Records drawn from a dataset
____
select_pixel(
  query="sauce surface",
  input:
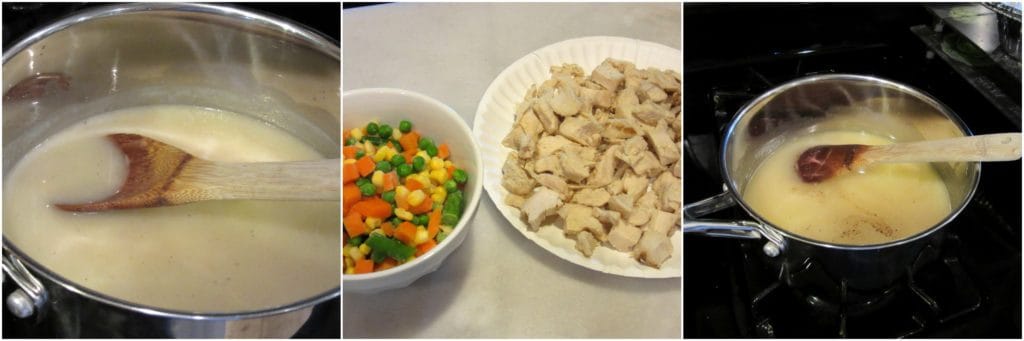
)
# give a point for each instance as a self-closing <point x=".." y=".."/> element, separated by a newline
<point x="881" y="204"/>
<point x="224" y="256"/>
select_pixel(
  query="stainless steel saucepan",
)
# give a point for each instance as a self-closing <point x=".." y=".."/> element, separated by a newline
<point x="804" y="105"/>
<point x="139" y="54"/>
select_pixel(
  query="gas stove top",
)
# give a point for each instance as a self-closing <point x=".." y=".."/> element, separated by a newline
<point x="969" y="287"/>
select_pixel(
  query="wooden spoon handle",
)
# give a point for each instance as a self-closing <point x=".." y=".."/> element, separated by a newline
<point x="1005" y="146"/>
<point x="318" y="180"/>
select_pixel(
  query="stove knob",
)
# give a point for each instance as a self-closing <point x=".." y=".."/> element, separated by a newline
<point x="20" y="304"/>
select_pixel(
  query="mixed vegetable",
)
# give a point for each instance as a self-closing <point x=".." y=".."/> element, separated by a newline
<point x="401" y="196"/>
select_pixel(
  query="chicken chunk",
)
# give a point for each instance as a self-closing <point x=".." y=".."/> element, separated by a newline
<point x="540" y="205"/>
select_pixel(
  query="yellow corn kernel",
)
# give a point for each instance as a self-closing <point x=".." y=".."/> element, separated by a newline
<point x="355" y="254"/>
<point x="436" y="163"/>
<point x="421" y="236"/>
<point x="416" y="198"/>
<point x="373" y="222"/>
<point x="403" y="214"/>
<point x="400" y="193"/>
<point x="381" y="154"/>
<point x="438" y="176"/>
<point x="378" y="179"/>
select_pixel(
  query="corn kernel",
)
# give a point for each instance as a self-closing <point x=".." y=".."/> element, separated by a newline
<point x="373" y="222"/>
<point x="436" y="163"/>
<point x="438" y="176"/>
<point x="416" y="198"/>
<point x="400" y="193"/>
<point x="421" y="236"/>
<point x="403" y="214"/>
<point x="381" y="154"/>
<point x="355" y="254"/>
<point x="378" y="179"/>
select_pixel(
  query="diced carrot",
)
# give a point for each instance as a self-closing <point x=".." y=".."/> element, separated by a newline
<point x="374" y="207"/>
<point x="410" y="141"/>
<point x="351" y="195"/>
<point x="413" y="184"/>
<point x="386" y="264"/>
<point x="390" y="181"/>
<point x="406" y="232"/>
<point x="349" y="173"/>
<point x="426" y="246"/>
<point x="349" y="152"/>
<point x="354" y="225"/>
<point x="387" y="228"/>
<point x="442" y="151"/>
<point x="434" y="223"/>
<point x="364" y="266"/>
<point x="366" y="165"/>
<point x="423" y="207"/>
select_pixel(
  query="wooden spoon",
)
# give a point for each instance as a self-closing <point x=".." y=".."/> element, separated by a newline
<point x="823" y="162"/>
<point x="162" y="175"/>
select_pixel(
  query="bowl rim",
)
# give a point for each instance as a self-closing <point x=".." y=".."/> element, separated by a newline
<point x="460" y="228"/>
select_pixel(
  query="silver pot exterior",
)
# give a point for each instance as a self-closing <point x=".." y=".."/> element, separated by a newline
<point x="139" y="54"/>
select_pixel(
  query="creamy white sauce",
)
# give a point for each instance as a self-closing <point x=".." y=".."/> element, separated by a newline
<point x="223" y="256"/>
<point x="883" y="203"/>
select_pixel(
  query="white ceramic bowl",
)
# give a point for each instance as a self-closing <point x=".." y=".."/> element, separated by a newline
<point x="443" y="125"/>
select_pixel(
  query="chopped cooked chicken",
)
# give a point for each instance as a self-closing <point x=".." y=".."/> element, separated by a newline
<point x="573" y="168"/>
<point x="624" y="237"/>
<point x="603" y="152"/>
<point x="660" y="138"/>
<point x="653" y="249"/>
<point x="514" y="178"/>
<point x="542" y="204"/>
<point x="586" y="243"/>
<point x="592" y="197"/>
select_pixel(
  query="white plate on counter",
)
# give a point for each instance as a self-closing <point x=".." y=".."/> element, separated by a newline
<point x="495" y="118"/>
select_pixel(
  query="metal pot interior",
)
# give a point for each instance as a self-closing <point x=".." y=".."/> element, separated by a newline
<point x="141" y="54"/>
<point x="842" y="102"/>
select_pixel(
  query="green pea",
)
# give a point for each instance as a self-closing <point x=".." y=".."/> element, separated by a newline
<point x="355" y="241"/>
<point x="397" y="161"/>
<point x="388" y="197"/>
<point x="368" y="189"/>
<point x="419" y="164"/>
<point x="404" y="169"/>
<point x="385" y="131"/>
<point x="460" y="176"/>
<point x="424" y="142"/>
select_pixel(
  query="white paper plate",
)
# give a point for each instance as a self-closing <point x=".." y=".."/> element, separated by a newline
<point x="495" y="118"/>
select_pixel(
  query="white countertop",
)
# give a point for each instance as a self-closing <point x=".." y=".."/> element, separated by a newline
<point x="498" y="284"/>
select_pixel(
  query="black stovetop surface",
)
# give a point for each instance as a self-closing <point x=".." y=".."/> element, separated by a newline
<point x="22" y="18"/>
<point x="734" y="53"/>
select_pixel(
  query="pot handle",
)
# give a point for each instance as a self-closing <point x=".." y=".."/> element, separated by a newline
<point x="728" y="228"/>
<point x="31" y="295"/>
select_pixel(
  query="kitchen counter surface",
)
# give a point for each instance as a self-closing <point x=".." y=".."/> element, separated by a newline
<point x="498" y="284"/>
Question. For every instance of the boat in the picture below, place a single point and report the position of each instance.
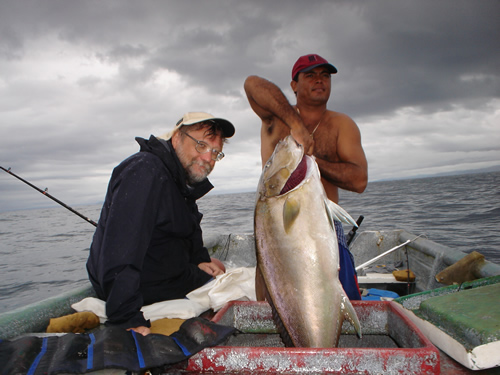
____
About this exercise
Copy the records exactly. Skip the images.

Exercise solution
select_pixel(
  query="sauce surface",
  input:
)
# give a point for each instance as a self-closing <point x=".." y=".."/> element, separated by a newline
<point x="881" y="204"/>
<point x="224" y="256"/>
select_pixel(
  query="stainless steel saucepan",
)
# give a point for each instance as a self-closing <point x=".." y=".."/> element, separated by a newline
<point x="804" y="105"/>
<point x="139" y="54"/>
select_pixel(
  query="gas stove top",
)
# give a point for each instance as a self-closing <point x=".." y=".."/> element, separated by a newline
<point x="969" y="287"/>
select_pixel(
  query="wooden spoon handle",
)
# give a point for each instance as a self-closing <point x=".." y=".."/> element, separated by a newline
<point x="1005" y="146"/>
<point x="318" y="180"/>
select_pixel(
  query="stove knob",
)
# give a point for each instance as a self-closing <point x=".." y=".."/> element, separated by a newline
<point x="20" y="304"/>
select_pixel(
  query="mixed vegetable",
)
# give a point for each instance as a self-closing <point x=".." y=".."/> element, separated by a newline
<point x="401" y="196"/>
select_pixel(
  query="chicken chunk",
)
# give a point for each instance as a self-closing <point x=".." y=".."/> element, separated by a newline
<point x="540" y="205"/>
select_pixel(
  query="yellow corn kernel",
)
# give a point for each instance as a self-closing <point x=".." y=".."/> element, separated by a newline
<point x="355" y="254"/>
<point x="436" y="163"/>
<point x="421" y="236"/>
<point x="416" y="198"/>
<point x="373" y="222"/>
<point x="403" y="214"/>
<point x="400" y="193"/>
<point x="381" y="154"/>
<point x="438" y="176"/>
<point x="378" y="179"/>
select_pixel(
  query="corn kernel",
)
# give a point for each instance as a self-closing <point x=".." y=".."/> element, separated by a newline
<point x="373" y="222"/>
<point x="436" y="163"/>
<point x="438" y="176"/>
<point x="416" y="198"/>
<point x="400" y="193"/>
<point x="421" y="236"/>
<point x="403" y="214"/>
<point x="381" y="154"/>
<point x="355" y="254"/>
<point x="378" y="179"/>
select_pixel(
  query="diced carrot",
)
# give a point for each instance as a self-closing <point x=".." y=".."/> element, separated by a newline
<point x="374" y="207"/>
<point x="410" y="141"/>
<point x="351" y="195"/>
<point x="413" y="184"/>
<point x="386" y="264"/>
<point x="390" y="181"/>
<point x="406" y="232"/>
<point x="349" y="173"/>
<point x="426" y="246"/>
<point x="349" y="152"/>
<point x="354" y="225"/>
<point x="387" y="228"/>
<point x="442" y="151"/>
<point x="434" y="223"/>
<point x="364" y="266"/>
<point x="366" y="165"/>
<point x="423" y="207"/>
select_pixel(
  query="wooden spoon",
)
# give a point for each instance as a self-closing <point x=".." y=".."/> element, separated by a newline
<point x="823" y="162"/>
<point x="162" y="175"/>
select_pixel(
  query="bowl rim",
)
# give a point for each instance as a self-closing <point x=".." y=".."/> element, separated by a newline
<point x="460" y="228"/>
select_pixel(
  query="silver pot exterior",
)
# give a point for each instance as a self-closing <point x=".." y=".."/> element, separated by a newline
<point x="139" y="54"/>
select_pixel(
  query="creamy white sauce",
)
# give a point for each instance as a self-closing <point x=".." y=".."/> element, separated by a newline
<point x="223" y="256"/>
<point x="883" y="203"/>
select_pixel(
  query="white ceramic bowl",
)
# give a point for each instance as a self-closing <point x=".." y=".."/> element, separated by a newline
<point x="443" y="125"/>
select_pixel(
  query="chopped cooked chicken",
)
# give a point for each instance as a self-closing <point x=".." y=".."/> element, separated by a newline
<point x="573" y="168"/>
<point x="624" y="237"/>
<point x="603" y="152"/>
<point x="660" y="138"/>
<point x="653" y="249"/>
<point x="514" y="178"/>
<point x="542" y="204"/>
<point x="586" y="243"/>
<point x="592" y="197"/>
select_pixel(
  query="white plate on counter",
)
# give a point for each instance as a self-closing <point x=".." y=".."/> element, separated by a newline
<point x="495" y="118"/>
select_pixel(
  query="metal pot interior",
)
# give a point for each instance as a self-closing <point x=".." y=".."/> element, separated by a newline
<point x="141" y="54"/>
<point x="842" y="102"/>
select_pixel(
  query="green pea",
)
# give a point for each instance as a self-closing <point x=".." y=".."/> element, separated by a newline
<point x="355" y="241"/>
<point x="397" y="161"/>
<point x="388" y="197"/>
<point x="368" y="189"/>
<point x="419" y="164"/>
<point x="404" y="169"/>
<point x="385" y="131"/>
<point x="460" y="176"/>
<point x="424" y="142"/>
select_pixel(
  query="white paper plate",
)
# give a point for each instance as a self-closing <point x=".." y=".."/> element, separated by a newline
<point x="495" y="118"/>
select_pixel(
  query="white countertop",
)
# give a point for each instance as a self-closing <point x=".." y=".."/> element, separated by a newline
<point x="498" y="284"/>
select_pixel(
  query="black stovetop surface",
)
# give a point for each instance as a self-closing <point x=".." y=".."/> element, separated by a newline
<point x="22" y="18"/>
<point x="734" y="53"/>
select_pixel(
  query="pot handle",
)
# give a point for each instance as a self-closing <point x=".." y=".."/> element, separated by a newline
<point x="728" y="228"/>
<point x="31" y="295"/>
select_pixel(
  query="kitchen counter surface",
)
# give a point for each instance as a self-closing <point x=".." y=".."/> element, separated by a newline
<point x="498" y="284"/>
Question. For every instance of the boat in the picture below, place a single point and report the position of each instance.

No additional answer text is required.